## DATA FOR REVIEW
• • • •

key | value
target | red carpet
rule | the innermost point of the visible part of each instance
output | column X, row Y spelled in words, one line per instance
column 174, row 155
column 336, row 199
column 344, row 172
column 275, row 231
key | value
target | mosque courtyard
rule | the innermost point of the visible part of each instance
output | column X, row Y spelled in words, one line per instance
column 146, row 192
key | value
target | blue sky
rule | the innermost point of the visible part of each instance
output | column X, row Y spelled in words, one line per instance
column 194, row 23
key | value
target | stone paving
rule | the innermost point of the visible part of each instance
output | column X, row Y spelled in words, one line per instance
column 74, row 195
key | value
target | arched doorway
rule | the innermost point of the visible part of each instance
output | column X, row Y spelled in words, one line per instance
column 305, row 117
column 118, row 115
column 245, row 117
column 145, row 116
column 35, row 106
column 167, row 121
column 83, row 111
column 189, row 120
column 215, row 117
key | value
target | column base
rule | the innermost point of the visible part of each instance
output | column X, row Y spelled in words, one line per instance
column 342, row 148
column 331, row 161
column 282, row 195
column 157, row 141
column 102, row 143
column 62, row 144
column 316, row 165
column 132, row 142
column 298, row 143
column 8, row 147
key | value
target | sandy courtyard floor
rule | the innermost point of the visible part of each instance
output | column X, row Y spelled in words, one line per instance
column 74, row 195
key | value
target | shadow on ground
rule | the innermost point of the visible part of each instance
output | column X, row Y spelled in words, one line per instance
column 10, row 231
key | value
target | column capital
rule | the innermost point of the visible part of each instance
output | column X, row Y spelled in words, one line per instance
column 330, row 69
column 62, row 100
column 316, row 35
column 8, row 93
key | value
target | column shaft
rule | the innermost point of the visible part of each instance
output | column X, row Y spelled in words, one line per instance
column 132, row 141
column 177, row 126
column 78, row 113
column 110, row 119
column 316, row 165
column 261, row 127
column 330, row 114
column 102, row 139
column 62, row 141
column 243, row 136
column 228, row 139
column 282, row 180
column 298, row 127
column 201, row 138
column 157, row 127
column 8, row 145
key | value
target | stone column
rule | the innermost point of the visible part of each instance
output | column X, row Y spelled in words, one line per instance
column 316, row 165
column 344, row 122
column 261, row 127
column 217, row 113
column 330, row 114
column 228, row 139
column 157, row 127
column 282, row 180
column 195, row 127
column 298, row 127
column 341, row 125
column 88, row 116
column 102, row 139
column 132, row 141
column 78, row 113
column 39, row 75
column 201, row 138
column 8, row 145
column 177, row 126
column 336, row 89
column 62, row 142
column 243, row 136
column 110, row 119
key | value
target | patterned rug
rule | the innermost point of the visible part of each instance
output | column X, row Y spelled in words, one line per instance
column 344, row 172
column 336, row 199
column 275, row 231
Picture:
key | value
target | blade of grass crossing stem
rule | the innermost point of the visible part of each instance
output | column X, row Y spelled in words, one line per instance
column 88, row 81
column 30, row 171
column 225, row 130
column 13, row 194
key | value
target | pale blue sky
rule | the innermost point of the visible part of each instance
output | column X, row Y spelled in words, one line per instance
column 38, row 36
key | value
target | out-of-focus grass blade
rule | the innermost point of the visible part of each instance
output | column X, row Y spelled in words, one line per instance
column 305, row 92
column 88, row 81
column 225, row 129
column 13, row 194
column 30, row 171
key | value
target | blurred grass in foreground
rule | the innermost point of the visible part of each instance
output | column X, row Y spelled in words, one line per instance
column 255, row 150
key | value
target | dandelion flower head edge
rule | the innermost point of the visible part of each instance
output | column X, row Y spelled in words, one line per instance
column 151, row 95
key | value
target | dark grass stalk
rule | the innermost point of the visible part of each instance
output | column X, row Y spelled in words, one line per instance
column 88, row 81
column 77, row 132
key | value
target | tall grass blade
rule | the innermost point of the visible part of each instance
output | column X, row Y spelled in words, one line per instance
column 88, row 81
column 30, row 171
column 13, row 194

• • • •

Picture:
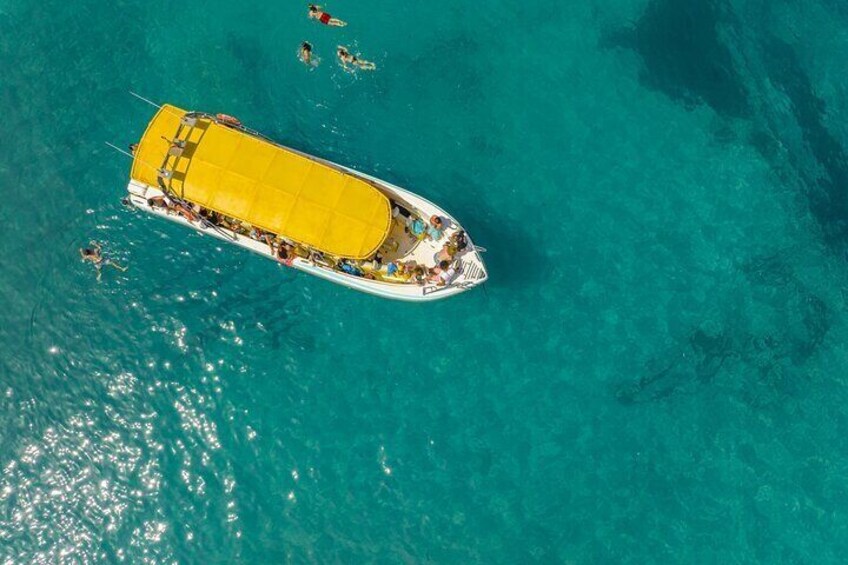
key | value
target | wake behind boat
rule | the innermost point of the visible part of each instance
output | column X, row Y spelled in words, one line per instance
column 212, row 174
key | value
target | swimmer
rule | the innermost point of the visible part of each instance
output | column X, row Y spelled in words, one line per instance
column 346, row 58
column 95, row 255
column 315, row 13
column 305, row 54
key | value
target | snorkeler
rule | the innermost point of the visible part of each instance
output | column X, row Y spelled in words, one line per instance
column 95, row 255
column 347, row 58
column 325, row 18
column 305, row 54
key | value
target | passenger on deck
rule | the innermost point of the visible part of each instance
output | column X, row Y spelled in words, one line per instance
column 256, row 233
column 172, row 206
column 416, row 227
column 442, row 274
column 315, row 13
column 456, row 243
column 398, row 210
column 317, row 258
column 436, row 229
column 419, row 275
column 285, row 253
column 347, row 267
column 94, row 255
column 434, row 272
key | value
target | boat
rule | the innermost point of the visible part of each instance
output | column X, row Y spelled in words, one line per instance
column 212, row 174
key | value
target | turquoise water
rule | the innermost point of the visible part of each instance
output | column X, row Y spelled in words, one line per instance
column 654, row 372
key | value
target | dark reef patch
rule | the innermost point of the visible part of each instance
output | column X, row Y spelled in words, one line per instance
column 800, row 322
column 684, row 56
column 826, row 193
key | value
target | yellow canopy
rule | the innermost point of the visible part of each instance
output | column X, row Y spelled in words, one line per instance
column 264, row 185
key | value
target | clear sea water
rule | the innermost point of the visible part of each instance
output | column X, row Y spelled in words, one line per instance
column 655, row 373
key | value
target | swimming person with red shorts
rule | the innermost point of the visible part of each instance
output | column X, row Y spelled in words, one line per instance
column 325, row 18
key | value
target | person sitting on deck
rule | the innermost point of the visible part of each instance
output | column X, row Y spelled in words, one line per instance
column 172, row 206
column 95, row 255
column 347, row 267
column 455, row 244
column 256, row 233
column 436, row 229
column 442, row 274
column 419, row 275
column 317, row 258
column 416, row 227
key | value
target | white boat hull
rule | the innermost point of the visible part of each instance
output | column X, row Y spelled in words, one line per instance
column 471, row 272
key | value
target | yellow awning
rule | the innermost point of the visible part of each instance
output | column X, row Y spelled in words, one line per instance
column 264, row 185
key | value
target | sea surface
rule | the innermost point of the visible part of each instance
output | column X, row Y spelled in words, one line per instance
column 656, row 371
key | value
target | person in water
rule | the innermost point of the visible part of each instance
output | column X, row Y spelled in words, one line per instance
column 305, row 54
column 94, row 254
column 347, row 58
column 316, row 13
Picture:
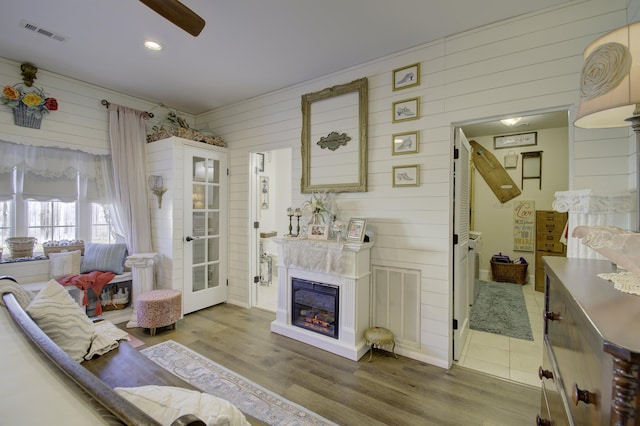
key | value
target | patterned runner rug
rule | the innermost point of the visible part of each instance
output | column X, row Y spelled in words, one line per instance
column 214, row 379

• • • •

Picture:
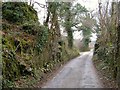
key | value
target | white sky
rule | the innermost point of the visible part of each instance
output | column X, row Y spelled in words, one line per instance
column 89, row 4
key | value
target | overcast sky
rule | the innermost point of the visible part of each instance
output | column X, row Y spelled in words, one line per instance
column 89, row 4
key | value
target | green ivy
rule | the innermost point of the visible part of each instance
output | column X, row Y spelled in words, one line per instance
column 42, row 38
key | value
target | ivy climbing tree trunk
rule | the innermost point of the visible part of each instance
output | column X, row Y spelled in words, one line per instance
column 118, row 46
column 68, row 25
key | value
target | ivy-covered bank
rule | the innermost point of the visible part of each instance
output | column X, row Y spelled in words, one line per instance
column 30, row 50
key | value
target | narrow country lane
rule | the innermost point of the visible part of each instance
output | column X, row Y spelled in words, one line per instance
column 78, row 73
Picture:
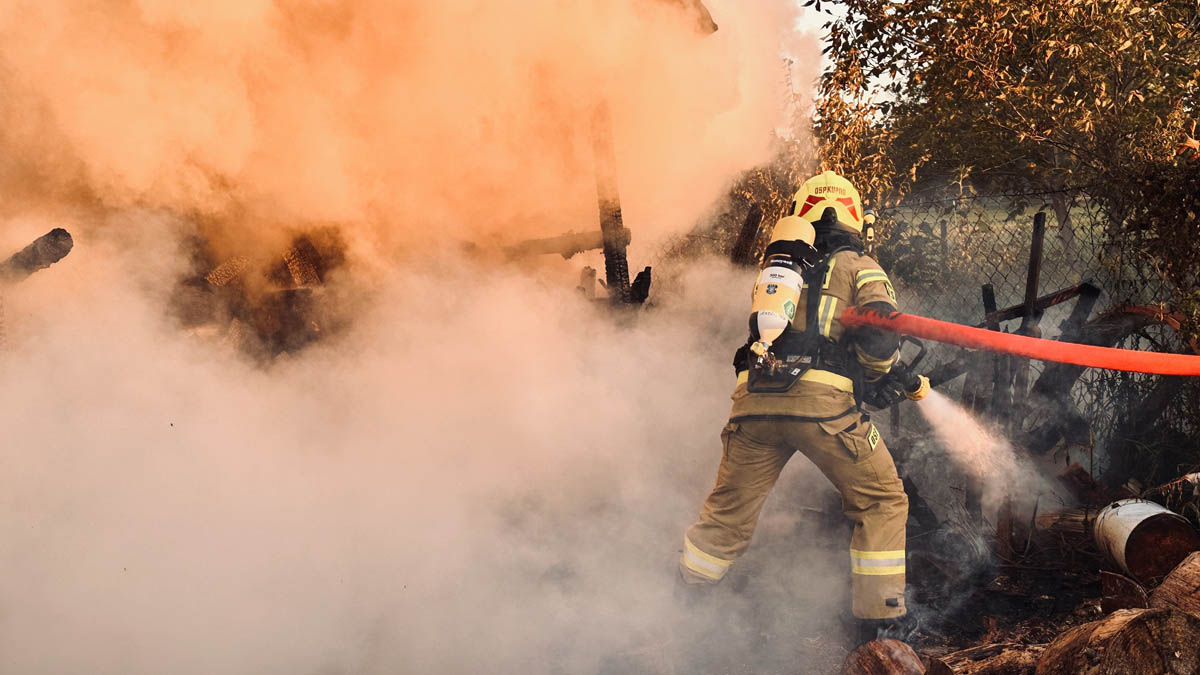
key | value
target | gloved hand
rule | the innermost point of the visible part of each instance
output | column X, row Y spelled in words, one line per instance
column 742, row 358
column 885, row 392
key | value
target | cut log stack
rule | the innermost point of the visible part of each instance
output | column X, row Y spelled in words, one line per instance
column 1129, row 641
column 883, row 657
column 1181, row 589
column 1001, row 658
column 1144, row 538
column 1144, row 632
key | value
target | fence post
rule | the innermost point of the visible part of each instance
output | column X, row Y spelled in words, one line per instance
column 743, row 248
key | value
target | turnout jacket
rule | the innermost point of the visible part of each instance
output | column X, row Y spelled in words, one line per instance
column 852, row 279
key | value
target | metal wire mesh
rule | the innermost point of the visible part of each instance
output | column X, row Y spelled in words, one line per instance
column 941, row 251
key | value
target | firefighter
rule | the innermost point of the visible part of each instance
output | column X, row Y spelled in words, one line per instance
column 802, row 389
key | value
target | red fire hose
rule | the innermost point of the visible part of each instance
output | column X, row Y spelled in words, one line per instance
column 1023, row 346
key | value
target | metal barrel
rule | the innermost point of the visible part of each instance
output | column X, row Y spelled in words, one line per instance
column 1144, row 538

• • • •

## TASK PROMPT
Each line above that contains "stone" must be copied out.

## RESPONSE TO THE TASK
target | stone paving
target | stone column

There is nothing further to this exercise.